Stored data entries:

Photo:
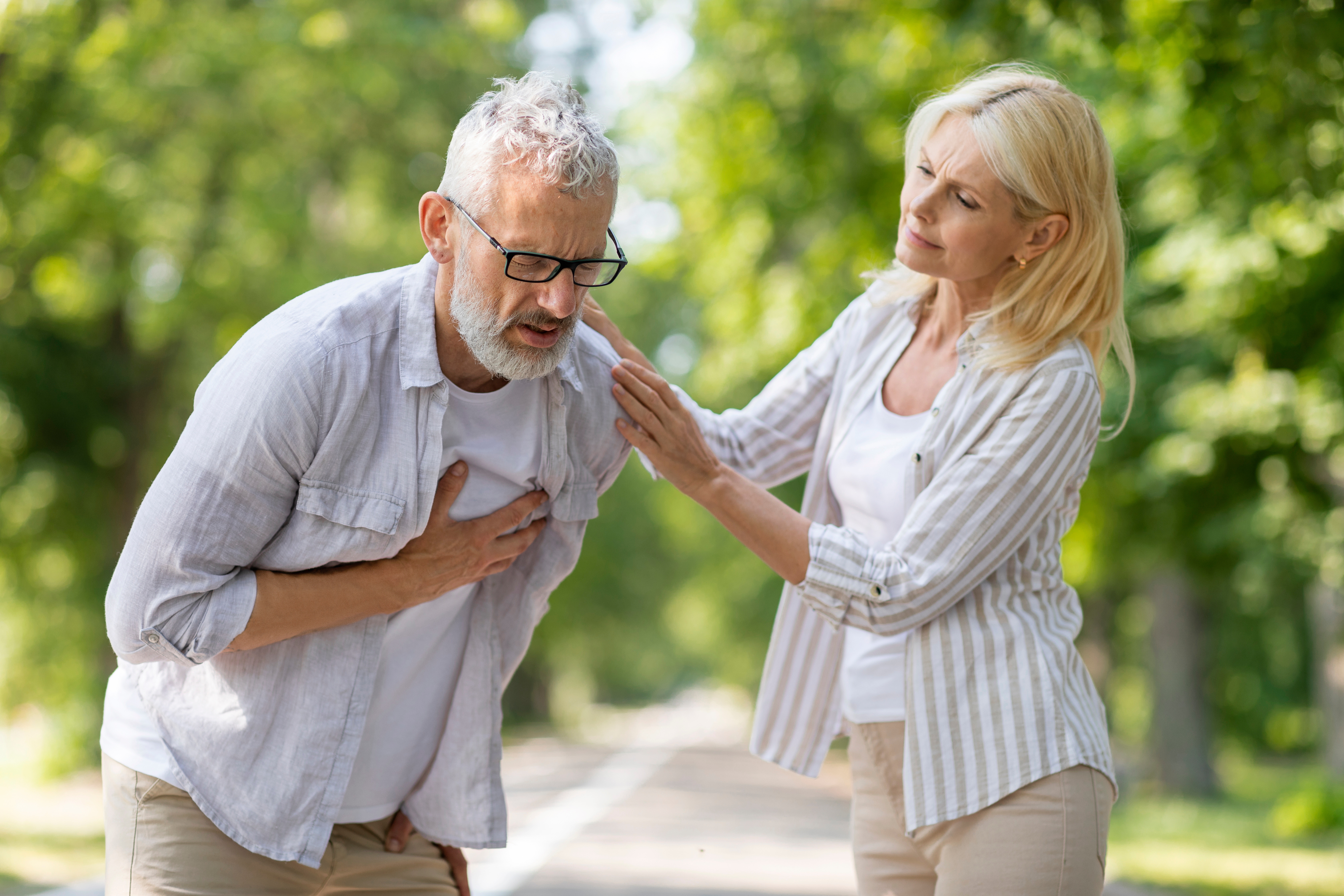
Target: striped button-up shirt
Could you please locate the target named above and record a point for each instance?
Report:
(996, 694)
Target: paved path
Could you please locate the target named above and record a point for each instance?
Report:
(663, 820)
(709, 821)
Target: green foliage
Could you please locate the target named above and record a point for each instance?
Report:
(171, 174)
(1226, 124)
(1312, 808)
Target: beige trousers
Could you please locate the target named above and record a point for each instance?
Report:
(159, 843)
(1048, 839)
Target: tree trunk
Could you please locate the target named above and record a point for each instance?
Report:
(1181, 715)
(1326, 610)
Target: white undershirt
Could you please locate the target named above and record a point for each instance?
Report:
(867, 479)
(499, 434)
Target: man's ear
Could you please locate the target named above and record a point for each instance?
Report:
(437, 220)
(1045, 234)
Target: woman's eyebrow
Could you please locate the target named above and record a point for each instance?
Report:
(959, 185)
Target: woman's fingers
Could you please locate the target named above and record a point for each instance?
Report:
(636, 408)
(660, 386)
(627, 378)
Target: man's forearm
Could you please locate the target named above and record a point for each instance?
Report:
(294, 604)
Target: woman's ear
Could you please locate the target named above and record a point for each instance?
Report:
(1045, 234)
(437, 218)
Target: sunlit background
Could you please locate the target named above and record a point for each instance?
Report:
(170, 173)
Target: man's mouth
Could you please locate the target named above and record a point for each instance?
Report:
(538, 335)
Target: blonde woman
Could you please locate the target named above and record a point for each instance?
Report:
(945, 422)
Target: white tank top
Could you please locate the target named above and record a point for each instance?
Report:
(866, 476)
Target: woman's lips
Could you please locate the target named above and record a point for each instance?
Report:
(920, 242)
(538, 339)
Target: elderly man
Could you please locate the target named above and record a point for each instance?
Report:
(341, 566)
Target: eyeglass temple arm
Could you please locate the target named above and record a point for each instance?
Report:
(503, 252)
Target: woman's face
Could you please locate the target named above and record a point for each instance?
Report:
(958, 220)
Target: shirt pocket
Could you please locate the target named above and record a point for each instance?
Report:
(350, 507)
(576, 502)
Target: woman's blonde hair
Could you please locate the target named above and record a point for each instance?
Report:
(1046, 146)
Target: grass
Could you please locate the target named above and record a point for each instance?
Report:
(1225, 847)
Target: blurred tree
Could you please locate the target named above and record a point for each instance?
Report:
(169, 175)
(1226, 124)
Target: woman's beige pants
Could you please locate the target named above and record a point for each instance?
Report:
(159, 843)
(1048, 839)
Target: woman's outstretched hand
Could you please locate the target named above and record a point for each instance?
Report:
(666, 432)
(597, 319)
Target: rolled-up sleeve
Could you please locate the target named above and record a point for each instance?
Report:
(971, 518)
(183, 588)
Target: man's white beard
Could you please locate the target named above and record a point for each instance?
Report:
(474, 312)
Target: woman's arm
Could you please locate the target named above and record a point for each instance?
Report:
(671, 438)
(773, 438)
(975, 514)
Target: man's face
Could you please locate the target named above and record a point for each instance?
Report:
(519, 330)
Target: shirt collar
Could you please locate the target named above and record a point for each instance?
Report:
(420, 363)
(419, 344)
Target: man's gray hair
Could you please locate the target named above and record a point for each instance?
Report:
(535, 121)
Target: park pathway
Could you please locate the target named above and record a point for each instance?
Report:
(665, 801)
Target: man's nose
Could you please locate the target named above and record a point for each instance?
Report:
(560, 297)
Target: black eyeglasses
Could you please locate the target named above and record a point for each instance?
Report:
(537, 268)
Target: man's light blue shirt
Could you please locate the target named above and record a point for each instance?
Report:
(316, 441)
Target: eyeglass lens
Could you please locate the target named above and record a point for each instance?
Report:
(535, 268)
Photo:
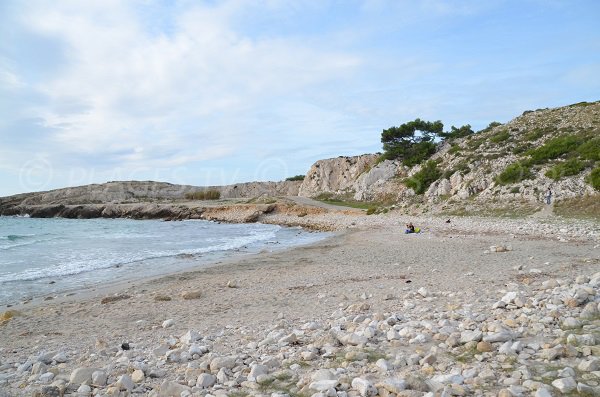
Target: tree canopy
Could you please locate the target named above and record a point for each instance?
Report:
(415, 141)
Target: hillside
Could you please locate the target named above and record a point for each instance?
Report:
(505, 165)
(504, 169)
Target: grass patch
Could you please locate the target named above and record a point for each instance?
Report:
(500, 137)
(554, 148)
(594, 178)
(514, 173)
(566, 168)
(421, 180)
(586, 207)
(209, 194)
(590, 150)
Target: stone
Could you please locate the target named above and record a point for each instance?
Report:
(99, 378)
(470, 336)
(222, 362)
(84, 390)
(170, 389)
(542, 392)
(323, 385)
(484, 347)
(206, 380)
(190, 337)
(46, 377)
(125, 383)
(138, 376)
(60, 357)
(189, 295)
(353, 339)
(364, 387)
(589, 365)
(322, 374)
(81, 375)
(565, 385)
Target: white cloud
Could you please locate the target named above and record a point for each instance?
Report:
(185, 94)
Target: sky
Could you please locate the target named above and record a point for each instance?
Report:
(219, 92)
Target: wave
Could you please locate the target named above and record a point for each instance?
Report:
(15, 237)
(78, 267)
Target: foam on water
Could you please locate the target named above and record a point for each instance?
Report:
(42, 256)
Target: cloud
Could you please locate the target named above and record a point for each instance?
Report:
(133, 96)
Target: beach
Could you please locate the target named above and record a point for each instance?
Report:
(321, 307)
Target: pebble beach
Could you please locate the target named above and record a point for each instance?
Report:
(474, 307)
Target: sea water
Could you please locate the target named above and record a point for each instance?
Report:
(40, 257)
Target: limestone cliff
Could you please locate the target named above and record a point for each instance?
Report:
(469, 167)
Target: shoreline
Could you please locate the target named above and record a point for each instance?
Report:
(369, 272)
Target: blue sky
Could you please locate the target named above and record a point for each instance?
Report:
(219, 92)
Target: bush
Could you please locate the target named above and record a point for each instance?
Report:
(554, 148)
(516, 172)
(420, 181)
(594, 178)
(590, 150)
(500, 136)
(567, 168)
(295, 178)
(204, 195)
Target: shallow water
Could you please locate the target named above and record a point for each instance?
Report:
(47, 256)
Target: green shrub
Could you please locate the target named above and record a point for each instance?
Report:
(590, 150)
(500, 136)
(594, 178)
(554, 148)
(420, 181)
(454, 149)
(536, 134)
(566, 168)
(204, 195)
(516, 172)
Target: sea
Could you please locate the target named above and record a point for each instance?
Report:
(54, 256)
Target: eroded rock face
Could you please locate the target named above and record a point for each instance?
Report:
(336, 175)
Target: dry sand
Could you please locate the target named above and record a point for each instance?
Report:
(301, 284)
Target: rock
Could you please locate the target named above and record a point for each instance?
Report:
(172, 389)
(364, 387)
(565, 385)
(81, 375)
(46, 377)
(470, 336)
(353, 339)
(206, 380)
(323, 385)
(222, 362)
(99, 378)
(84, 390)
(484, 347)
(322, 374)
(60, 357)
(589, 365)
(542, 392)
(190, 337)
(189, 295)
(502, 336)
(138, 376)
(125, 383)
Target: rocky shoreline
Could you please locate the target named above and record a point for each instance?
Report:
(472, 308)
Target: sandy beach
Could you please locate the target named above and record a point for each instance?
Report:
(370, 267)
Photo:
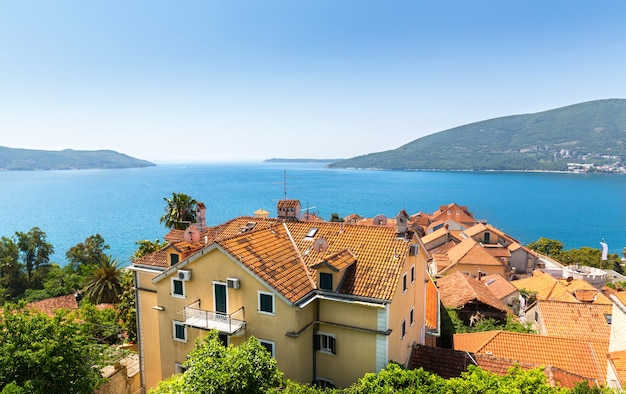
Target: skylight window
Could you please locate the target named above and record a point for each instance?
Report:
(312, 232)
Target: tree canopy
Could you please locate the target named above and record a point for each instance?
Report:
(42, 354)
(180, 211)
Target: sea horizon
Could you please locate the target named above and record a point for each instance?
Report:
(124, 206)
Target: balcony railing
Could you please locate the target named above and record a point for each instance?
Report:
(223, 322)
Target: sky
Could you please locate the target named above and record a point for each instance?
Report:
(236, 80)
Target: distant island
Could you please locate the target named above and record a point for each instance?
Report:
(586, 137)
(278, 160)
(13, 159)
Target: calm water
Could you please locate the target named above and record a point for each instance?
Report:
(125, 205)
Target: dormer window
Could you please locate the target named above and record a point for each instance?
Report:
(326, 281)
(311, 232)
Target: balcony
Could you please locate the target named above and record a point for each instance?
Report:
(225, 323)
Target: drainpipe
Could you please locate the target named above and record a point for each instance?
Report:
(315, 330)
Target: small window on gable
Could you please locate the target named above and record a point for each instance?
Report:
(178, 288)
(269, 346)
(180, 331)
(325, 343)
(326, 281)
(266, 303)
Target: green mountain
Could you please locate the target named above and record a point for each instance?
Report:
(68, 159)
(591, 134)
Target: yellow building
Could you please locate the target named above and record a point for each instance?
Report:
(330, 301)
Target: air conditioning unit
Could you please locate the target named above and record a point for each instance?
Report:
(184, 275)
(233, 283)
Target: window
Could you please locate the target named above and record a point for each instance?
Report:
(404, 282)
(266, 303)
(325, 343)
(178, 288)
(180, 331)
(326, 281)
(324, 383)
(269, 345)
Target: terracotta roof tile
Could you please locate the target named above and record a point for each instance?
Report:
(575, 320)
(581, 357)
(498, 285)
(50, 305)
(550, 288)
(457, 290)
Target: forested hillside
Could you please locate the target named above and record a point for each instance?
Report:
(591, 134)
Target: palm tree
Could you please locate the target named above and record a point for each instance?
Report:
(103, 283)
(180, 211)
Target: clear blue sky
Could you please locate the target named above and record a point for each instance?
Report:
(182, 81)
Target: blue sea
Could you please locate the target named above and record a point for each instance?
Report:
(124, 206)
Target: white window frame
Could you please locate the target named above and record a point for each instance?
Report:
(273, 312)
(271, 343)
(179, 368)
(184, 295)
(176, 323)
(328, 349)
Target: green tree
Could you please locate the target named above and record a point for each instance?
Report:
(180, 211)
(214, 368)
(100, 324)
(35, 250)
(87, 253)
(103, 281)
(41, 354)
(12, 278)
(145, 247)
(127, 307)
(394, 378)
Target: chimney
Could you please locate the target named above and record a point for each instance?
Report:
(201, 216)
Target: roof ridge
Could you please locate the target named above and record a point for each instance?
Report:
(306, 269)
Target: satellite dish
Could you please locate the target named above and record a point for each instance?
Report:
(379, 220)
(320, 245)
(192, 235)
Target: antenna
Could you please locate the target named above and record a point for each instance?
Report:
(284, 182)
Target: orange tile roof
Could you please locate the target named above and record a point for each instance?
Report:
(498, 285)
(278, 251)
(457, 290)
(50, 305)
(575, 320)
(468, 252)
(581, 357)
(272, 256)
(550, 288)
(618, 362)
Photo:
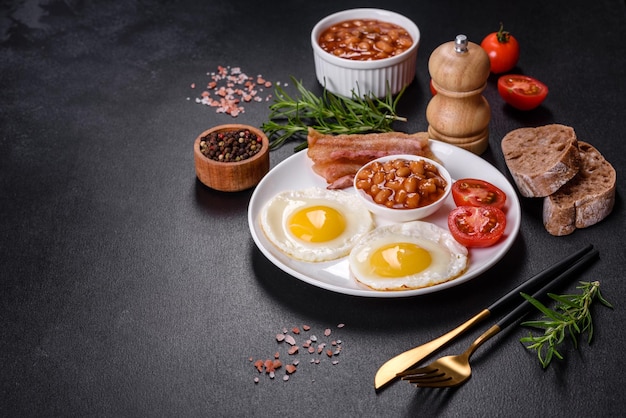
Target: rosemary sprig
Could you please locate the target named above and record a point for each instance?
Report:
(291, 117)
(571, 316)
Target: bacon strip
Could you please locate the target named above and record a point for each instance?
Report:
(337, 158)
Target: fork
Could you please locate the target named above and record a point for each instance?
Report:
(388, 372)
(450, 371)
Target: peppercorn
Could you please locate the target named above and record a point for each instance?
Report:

◆ THE PROBLEM
Find the word "green" in the entries. Copy each line that holds it.

◆ RESPONSE AREA
Target: green foliage
Target: green shrub
Target: green mountain
Target: green tree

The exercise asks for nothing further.